**The problem**
Find each line below that includes "instance", then copy it.

_ _ _ _ _ _ _

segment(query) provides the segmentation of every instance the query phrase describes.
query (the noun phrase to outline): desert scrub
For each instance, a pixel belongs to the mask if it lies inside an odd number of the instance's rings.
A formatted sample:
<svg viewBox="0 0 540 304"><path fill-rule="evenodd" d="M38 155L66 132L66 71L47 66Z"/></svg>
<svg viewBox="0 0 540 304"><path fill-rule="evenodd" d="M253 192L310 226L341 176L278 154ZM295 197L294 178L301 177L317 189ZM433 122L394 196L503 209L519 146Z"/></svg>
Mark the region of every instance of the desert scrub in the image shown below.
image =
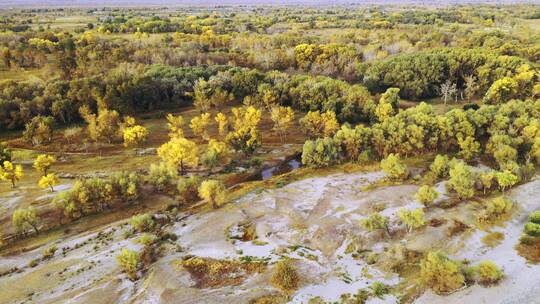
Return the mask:
<svg viewBox="0 0 540 304"><path fill-rule="evenodd" d="M262 272L266 265L258 261L216 260L190 257L179 263L198 288L221 287L242 283L246 275Z"/></svg>
<svg viewBox="0 0 540 304"><path fill-rule="evenodd" d="M199 186L199 196L211 204L213 208L217 208L225 203L227 189L221 181L205 180Z"/></svg>
<svg viewBox="0 0 540 304"><path fill-rule="evenodd" d="M492 261L482 261L476 267L478 274L478 283L482 285L493 285L499 282L504 273L501 269Z"/></svg>
<svg viewBox="0 0 540 304"><path fill-rule="evenodd" d="M484 211L478 216L479 222L491 222L501 219L512 210L514 203L505 197L497 197L489 201Z"/></svg>
<svg viewBox="0 0 540 304"><path fill-rule="evenodd" d="M130 280L137 279L137 270L139 269L140 262L140 256L137 251L124 248L120 254L116 256L116 261L128 275Z"/></svg>
<svg viewBox="0 0 540 304"><path fill-rule="evenodd" d="M198 190L200 185L201 178L196 175L180 178L176 186L176 189L178 190L178 200L182 204L198 201L200 199Z"/></svg>
<svg viewBox="0 0 540 304"><path fill-rule="evenodd" d="M401 162L398 154L389 154L381 160L381 168L391 180L404 180L409 176L407 166Z"/></svg>
<svg viewBox="0 0 540 304"><path fill-rule="evenodd" d="M300 276L291 260L285 259L276 263L274 273L270 278L272 285L285 293L291 293L298 288L299 281Z"/></svg>
<svg viewBox="0 0 540 304"><path fill-rule="evenodd" d="M424 185L418 189L418 192L416 192L415 198L420 203L424 204L426 207L430 207L433 205L433 201L435 201L439 197L439 192L435 190L435 188Z"/></svg>
<svg viewBox="0 0 540 304"><path fill-rule="evenodd" d="M371 290L371 294L379 299L384 298L385 295L391 292L390 286L382 282L373 282L373 284L369 286L369 289Z"/></svg>
<svg viewBox="0 0 540 304"><path fill-rule="evenodd" d="M43 260L48 260L54 256L54 253L58 250L58 248L55 245L50 246L49 248L45 249L43 251Z"/></svg>
<svg viewBox="0 0 540 304"><path fill-rule="evenodd" d="M170 189L178 177L176 168L168 163L151 164L148 174L148 183L154 186L157 191Z"/></svg>
<svg viewBox="0 0 540 304"><path fill-rule="evenodd" d="M154 228L154 220L148 213L134 215L129 220L131 227L138 232L151 231Z"/></svg>
<svg viewBox="0 0 540 304"><path fill-rule="evenodd" d="M429 252L420 263L420 278L424 286L436 293L448 293L465 283L459 263L442 252Z"/></svg>
<svg viewBox="0 0 540 304"><path fill-rule="evenodd" d="M388 221L389 219L387 216L383 216L380 213L373 213L368 218L360 220L360 226L370 232L384 229L390 236L391 233L388 227Z"/></svg>
<svg viewBox="0 0 540 304"><path fill-rule="evenodd" d="M415 210L401 208L398 211L398 217L407 226L409 232L426 224L424 210L420 208Z"/></svg>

_ _ _ _ _ _ _

**Response**
segment(query) provides the segmentation of every instance the query phrase describes.
For each instance, a pixel belongs to the mask if it lies inside an odd number of the instance's rings.
Mark the region of every instance of the desert scrub in the image shown below.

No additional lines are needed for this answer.